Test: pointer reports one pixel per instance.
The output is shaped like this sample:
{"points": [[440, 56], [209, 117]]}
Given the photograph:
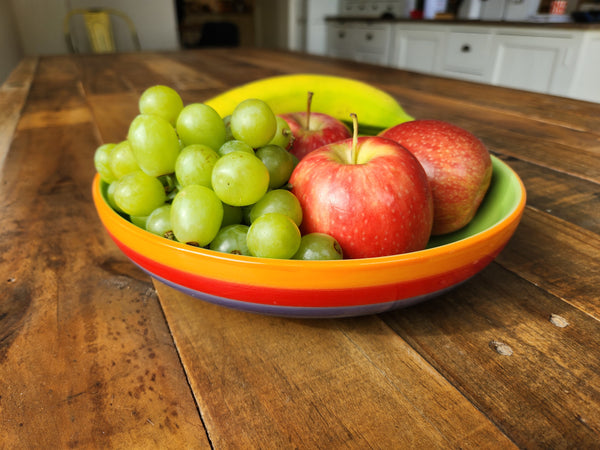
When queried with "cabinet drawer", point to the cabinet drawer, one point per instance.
{"points": [[375, 39], [467, 53]]}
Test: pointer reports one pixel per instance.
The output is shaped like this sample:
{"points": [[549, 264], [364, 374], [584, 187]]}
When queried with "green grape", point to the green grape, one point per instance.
{"points": [[283, 136], [279, 201], [240, 179], [110, 197], [161, 101], [273, 235], [169, 182], [234, 145], [246, 214], [227, 123], [231, 215], [279, 162], [200, 124], [318, 247], [231, 239], [159, 221], [102, 158], [154, 143], [253, 122], [138, 194], [196, 215], [122, 160], [139, 221], [194, 165]]}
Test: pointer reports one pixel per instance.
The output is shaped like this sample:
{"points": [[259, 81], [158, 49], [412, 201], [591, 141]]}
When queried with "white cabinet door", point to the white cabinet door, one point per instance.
{"points": [[468, 54], [535, 63], [418, 50], [360, 41], [586, 80]]}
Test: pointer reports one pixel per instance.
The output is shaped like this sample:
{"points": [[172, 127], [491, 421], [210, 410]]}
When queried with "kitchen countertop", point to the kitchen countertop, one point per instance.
{"points": [[95, 354], [470, 22]]}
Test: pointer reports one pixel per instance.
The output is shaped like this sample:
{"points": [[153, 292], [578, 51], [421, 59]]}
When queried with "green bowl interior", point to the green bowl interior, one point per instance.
{"points": [[500, 201]]}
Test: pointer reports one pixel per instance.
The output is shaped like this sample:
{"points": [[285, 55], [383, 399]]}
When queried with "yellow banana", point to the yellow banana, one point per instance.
{"points": [[336, 96]]}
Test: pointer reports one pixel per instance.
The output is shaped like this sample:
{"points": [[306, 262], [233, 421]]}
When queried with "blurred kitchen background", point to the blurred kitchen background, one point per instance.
{"points": [[539, 45]]}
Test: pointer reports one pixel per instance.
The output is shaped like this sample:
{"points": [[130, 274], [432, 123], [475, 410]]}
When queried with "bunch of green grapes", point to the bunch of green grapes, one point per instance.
{"points": [[187, 174]]}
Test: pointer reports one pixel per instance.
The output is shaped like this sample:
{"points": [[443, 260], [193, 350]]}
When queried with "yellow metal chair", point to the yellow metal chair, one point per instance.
{"points": [[99, 29]]}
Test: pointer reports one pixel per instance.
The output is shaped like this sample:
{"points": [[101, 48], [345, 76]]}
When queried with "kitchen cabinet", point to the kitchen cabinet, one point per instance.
{"points": [[417, 49], [535, 62], [360, 41], [559, 61]]}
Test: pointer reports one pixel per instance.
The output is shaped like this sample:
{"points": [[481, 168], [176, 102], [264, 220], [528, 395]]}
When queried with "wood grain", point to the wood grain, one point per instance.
{"points": [[493, 339], [13, 94], [316, 384], [86, 359], [93, 354]]}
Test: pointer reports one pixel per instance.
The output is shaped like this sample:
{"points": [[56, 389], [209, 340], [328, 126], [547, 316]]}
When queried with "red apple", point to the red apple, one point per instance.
{"points": [[458, 166], [369, 193], [312, 130]]}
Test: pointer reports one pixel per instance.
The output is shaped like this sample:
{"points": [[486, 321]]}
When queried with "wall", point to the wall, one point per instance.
{"points": [[42, 33], [10, 44]]}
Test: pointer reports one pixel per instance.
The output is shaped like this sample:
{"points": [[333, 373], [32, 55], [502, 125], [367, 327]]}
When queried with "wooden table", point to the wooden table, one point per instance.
{"points": [[94, 354]]}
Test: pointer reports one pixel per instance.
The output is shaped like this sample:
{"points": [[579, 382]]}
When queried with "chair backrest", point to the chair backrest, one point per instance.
{"points": [[99, 29]]}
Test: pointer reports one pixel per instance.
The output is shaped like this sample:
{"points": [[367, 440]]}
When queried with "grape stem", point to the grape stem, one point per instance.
{"points": [[354, 153], [308, 104]]}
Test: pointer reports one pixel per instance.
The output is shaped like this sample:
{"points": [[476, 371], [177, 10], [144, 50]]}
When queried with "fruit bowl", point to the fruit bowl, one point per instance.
{"points": [[342, 288]]}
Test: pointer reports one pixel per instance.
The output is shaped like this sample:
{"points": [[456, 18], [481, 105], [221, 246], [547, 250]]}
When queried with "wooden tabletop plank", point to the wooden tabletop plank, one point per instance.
{"points": [[515, 351], [572, 199], [91, 356], [13, 93], [315, 383], [549, 252], [86, 358]]}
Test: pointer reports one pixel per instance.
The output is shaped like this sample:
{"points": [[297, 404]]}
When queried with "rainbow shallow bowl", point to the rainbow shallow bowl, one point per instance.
{"points": [[326, 288]]}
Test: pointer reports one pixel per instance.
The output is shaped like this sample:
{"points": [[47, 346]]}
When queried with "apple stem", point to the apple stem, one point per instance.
{"points": [[308, 104], [354, 154]]}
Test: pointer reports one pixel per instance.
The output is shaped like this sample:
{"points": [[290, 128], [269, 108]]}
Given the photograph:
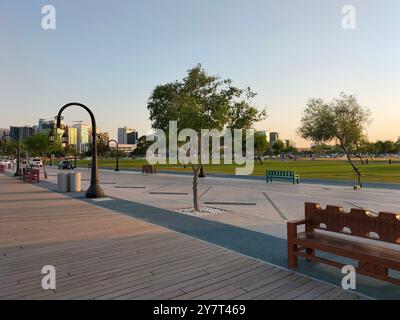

* [Goal of the exercise]:
When you reproduce the entries above, keep every word exactly and leave out each picture.

* [Exercise result]:
Test: pointer reports one pixel per instance.
The output is shaped like this sample:
{"points": [[440, 56], [209, 117]]}
Given the photograph:
When queried with "cabinet drawer", point to the cabinet drawer, one point per instance.
{"points": [[375, 39], [467, 53]]}
Test: pointer reports one pixel per instance.
The output is shaped like this sample:
{"points": [[549, 264], [364, 374], [584, 187]]}
When queried with "green grape", point to the green grape, one point per instance.
{"points": [[283, 136], [279, 201], [240, 179], [110, 197], [161, 101], [273, 235], [169, 182], [234, 145], [246, 214], [227, 123], [231, 215], [279, 162], [200, 124], [318, 247], [231, 239], [159, 221], [102, 158], [154, 143], [253, 122], [138, 194], [196, 215], [122, 160], [139, 221], [194, 165]]}
Test: pointer reports one pixel per instance.
The output is shaped like this sample:
{"points": [[259, 81], [158, 49], [412, 201], [591, 141]]}
When queried with "white cabinet door", point to the white cabinet door, one point per instance.
{"points": [[468, 54], [535, 63], [418, 50], [360, 41], [586, 80]]}
Test: pointer reports one pixel per instance.
The output is shaped like this sample:
{"points": [[172, 127], [491, 421], [210, 410]]}
When queried with "kitchen countertop", point to the kitchen countertop, one point per instance.
{"points": [[95, 354], [470, 22]]}
Test: pointer reports one pixel per instance.
The output is shaped like this sample:
{"points": [[153, 292], [578, 51], [421, 59]]}
When queried with "green bowl interior", point to the green bowl interior, one point per instance.
{"points": [[500, 201]]}
Test: pointer reports one pixel per instance.
The output is shaped like this sample:
{"points": [[285, 55], [383, 399]]}
When queried with "yellow banana", point to the yellow banana, one point per instance.
{"points": [[336, 96]]}
Test: pointer reports one pixel per instance.
The output is shaped like this sample:
{"points": [[306, 262], [233, 421]]}
When queried with "blurred kitchen background", point to the blurred kitchen background, one point per instance.
{"points": [[539, 45]]}
Test: pointer reports one pixel per instance.
The output is shaped like this sample:
{"points": [[130, 274], [432, 123], [475, 410]]}
When queried with "bunch of green grapes", point to the bunch of green grapes, one point per instance.
{"points": [[187, 174]]}
Test: pointer reports one pixel per instance.
The output is shaped like this sample:
{"points": [[443, 260], [193, 350]]}
When queried with "yellow metal chair", point to the yellow metal chair, one point per instance.
{"points": [[99, 29]]}
Test: pointer reports one pixel per instance.
The output is shaped like this sample:
{"points": [[101, 48], [345, 76]]}
When queried with "kitchen cabinet", point to the kitchen cabinet, one point per instance.
{"points": [[417, 49], [535, 62], [360, 41], [559, 61]]}
Test: pointer reports one pixel per instance.
The output is shaped like this sample:
{"points": [[481, 168], [176, 102], [264, 220], [528, 395]]}
When queried with "wood grain", point to the wood grain, one point per instance.
{"points": [[493, 339], [13, 94], [316, 384], [86, 359], [93, 354]]}
Test: pointer reports one pixel per instance.
The output is shaped like this sample:
{"points": [[56, 389], [209, 340], [328, 126], [547, 316]]}
When queried with "red apple", point to the red apple, one point per instance.
{"points": [[458, 166], [369, 193], [312, 130]]}
Test: pointer reports one pixel per instance.
The output is shaped like this sample:
{"points": [[486, 321]]}
When queried with "wall", point to the wall, one point per instance.
{"points": [[42, 33], [10, 44]]}
Test: pointer reports one pixel per instance.
The output is shaped like this sample:
{"points": [[333, 373], [32, 55], [502, 125], [367, 327]]}
When queried with "wooden table", point to the wooden table, one point per instance.
{"points": [[94, 354]]}
Test: pointer reports one pixel per instance.
The output is shaped like this sample:
{"points": [[579, 382]]}
When queried with "chair backrest", point to the chair backrest, one point per instance.
{"points": [[99, 29]]}
Test: pointer reports one pixel per instance.
The output is shaped like this sample:
{"points": [[367, 440]]}
When queried with "grape stem", point to the grape stem, one point per instance.
{"points": [[354, 153], [308, 104]]}
Test: pointer reports one pixel per instance.
The output is shaped like this sample:
{"points": [[476, 371], [177, 10], [144, 50]]}
When queried with "fruit bowl", point to the fruit bowl, one point per instance.
{"points": [[342, 288]]}
Test: pointer reports one pixel per instance.
The output is shaped like this sample:
{"points": [[456, 18], [481, 105], [221, 246], [547, 250]]}
When queried with "wooden tabletop plank", point to the wooden tabletop plank, one point per instance.
{"points": [[515, 351], [572, 199], [91, 356], [13, 93], [315, 383], [549, 252], [86, 358]]}
Test: pointer reports one pixel per instance.
The output is shaped like this sample:
{"points": [[297, 404]]}
When queried with "rainbow shallow bowl", point to the rainbow shallow bowl, one point per instance.
{"points": [[326, 288]]}
Test: pointer reports one pixel per instance.
The output is shaped like this sample:
{"points": [[47, 346]]}
When queried with "apple stem", point to the apple stem, one point per instance.
{"points": [[308, 104], [354, 154]]}
Test: pointer reports one pixel per instance.
The output is shaped like this sample:
{"points": [[290, 128], [269, 108]]}
Given the photograph:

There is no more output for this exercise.